§ Short task:
Send back the records in full, character for character.

§ Records for this exercise:
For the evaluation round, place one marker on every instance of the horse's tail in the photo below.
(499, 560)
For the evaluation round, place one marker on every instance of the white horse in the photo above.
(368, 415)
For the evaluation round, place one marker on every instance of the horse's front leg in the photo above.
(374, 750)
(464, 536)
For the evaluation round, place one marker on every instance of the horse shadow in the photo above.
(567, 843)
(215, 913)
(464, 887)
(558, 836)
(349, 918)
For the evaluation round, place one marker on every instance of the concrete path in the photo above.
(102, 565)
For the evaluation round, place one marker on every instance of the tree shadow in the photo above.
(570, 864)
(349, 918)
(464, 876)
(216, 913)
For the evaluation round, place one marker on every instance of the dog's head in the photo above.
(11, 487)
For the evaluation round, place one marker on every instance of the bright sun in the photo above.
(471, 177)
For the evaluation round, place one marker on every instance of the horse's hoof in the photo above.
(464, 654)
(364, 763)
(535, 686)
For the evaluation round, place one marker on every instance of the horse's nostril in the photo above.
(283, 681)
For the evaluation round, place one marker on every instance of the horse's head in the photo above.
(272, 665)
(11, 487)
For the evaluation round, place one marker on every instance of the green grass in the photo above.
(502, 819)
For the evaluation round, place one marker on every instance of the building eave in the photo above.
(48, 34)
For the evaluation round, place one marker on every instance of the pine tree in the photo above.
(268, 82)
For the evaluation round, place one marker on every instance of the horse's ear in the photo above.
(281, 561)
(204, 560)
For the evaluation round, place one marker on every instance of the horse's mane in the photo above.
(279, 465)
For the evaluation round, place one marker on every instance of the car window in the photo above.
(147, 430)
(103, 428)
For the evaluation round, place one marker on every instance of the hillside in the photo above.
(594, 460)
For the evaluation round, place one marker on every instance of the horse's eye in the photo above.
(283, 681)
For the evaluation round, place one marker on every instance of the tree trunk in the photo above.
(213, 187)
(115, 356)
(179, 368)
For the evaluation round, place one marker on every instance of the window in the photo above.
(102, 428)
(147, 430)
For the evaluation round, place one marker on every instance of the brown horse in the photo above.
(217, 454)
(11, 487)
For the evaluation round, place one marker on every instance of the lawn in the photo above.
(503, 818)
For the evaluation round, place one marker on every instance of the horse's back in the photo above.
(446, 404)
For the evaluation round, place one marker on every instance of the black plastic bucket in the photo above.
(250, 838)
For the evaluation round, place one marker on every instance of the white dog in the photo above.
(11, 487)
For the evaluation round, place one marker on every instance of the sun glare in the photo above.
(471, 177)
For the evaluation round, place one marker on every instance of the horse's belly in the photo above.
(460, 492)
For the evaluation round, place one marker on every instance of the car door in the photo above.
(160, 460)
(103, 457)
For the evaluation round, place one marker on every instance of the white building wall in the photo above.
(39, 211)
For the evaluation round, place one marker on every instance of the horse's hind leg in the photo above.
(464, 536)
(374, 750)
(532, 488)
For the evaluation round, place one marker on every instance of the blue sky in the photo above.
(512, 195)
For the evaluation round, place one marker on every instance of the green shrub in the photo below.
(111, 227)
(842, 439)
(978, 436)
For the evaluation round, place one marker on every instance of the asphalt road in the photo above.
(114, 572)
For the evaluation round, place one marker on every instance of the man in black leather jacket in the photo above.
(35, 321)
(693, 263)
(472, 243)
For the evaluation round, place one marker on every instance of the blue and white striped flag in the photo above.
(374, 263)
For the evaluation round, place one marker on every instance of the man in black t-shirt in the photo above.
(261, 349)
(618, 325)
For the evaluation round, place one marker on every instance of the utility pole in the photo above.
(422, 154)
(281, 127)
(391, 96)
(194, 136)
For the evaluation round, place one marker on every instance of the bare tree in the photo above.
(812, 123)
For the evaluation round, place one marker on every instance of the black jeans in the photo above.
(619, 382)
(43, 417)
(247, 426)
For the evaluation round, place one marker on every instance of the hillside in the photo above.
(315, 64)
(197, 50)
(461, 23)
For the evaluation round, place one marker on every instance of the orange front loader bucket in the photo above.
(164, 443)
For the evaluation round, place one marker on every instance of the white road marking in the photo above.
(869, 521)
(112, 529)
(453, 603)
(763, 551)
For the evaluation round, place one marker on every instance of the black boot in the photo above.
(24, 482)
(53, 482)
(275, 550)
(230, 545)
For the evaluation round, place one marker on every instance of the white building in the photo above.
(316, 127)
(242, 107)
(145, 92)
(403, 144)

§ Solution to this exercise:
For the evaluation round, place one marker on every instance of the horse's tail in the photo below.
(499, 560)
For the evaluation round, place one marker on every instance of the white horse in the photo above.
(368, 415)
For the evaluation round, place one marker on every instance of the horse's front leg in the photo above.
(374, 750)
(464, 536)
For the evaluation round, place one marker on every instance of the horse shadow in the photo above.
(567, 843)
(215, 913)
(464, 887)
(558, 836)
(349, 918)
For the evaluation round, place one marker on every instance of the concrete path in the photo above.
(102, 565)
For the evaluation round, place one marker on every instance of the tree shadow in the photo above.
(570, 864)
(349, 918)
(464, 876)
(216, 913)
For the evaluation round, place one marker on every instance of the dog's head in the photo above.
(11, 487)
For the evaluation round, place one marker on every instance of the bright sun in the photo above.
(471, 177)
For the evaluation round, place one marker on every instance of the horse's hoof in the photo above.
(464, 654)
(364, 763)
(535, 686)
For the evaluation round, place one marker on every instance of the horse's nostril in the photo above.
(283, 681)
For the evaluation round, place one marker on every instance of the horse's head in the photo above.
(272, 665)
(11, 487)
For the evaluation round, place one marker on every instance of the green grass in the photo above.
(502, 819)
For the evaluation round, place one marker on every instance of the building eave in the photo above.
(48, 34)
For the evaluation round, place one marker on every instance of the pine tree in the photo above.
(268, 82)
For the evaluation round, place one marker on every instance of the horse's ear in the photo above.
(281, 561)
(204, 560)
For the evaluation round, place one marker on every instance of the horse's mane in the photo above.
(279, 465)
For the evaluation round, place one marker on every instance of the car window in the photo above.
(147, 430)
(103, 428)
For the evaluation round, place one marker on every instance of the hillside in the photo above.
(594, 460)
For the evaluation round, place one marker on every instance of the horse's eye in the photo above.
(283, 681)
For the evaluation round, place one marker on every instance of the tree trunk in the photo above.
(213, 187)
(115, 356)
(179, 368)
For the evaluation round, place one marker on every instance of the window in the photo above.
(102, 428)
(147, 430)
For the evaluation round, place one marker on every instance of the brown horse in the photo above.
(217, 454)
(11, 487)
For the evaluation round, place one marker on every instance of the lawn in the photo above.
(503, 818)
For the evaluation round, place one marker on every instance of the horse's back in the photo above.
(446, 404)
For the evaluation round, place one marker on every instance of the black plastic bucket in the photo above.
(250, 838)
For the evaluation round, place one marker on every instance of the white dog in the photo above.
(11, 487)
For the evaluation round, place one marker on every instance of the sun glare in the photo above.
(471, 177)
For the evaluation round, place one marker on every instance of the horse's belly in the photo above.
(460, 492)
For the evaluation round, place one marker on every instance of the car door in the photo above.
(160, 460)
(103, 457)
For the evaluation round, place one marker on every instance of the white building wall in the photo above.
(39, 211)
For the evaluation round, place one marker on every instance of the horse's hind leg in the photo above.
(464, 536)
(374, 750)
(532, 488)
For the evaluation round, place one marker on every instance of the blue sky in the photo above.
(512, 195)
For the evaluation round, place one marker on every instance of the green shrub in the photo below.
(111, 227)
(842, 439)
(978, 436)
For the evaluation round, place one marker on every instance of the asphalt road in the photo above.
(114, 572)
For the evaluation round, place one marker on every instance of the man in black leather jacket in the photo above.
(35, 321)
(693, 263)
(472, 243)
For the evaluation round, place one marker on every instance of the blue and white striped flag in the photo above.
(374, 263)
For the evaluation round, place one marker on every instance of the man in black t-shirt in the photo above.
(261, 349)
(618, 325)
For the evaluation round, place one marker on every instance of the utility pole in the photo above.
(422, 154)
(281, 127)
(391, 96)
(194, 136)
For the evaluation round, place one marker on every instance of the bare tree in the photo above.
(812, 123)
For the evaluation round, place one marker on every instance of the black jeans in the photo above.
(619, 382)
(43, 417)
(247, 426)
For the evaluation round, place one marker on every instance of the hillside in the photo above.
(315, 64)
(197, 50)
(461, 23)
For the evaluation round, place one marker on every instance of the orange front loader bucket in the photo above.
(164, 443)
For the evaluation round, place one marker on every instance of the white road marking in the photo above.
(869, 521)
(112, 529)
(453, 603)
(763, 551)
For the evaluation round, place one marker on every instance of the black boot in the photo above.
(24, 482)
(53, 482)
(275, 550)
(230, 545)
For the evaluation round, place one marker on every instance of the white building in the photo above.
(316, 127)
(242, 107)
(145, 92)
(403, 144)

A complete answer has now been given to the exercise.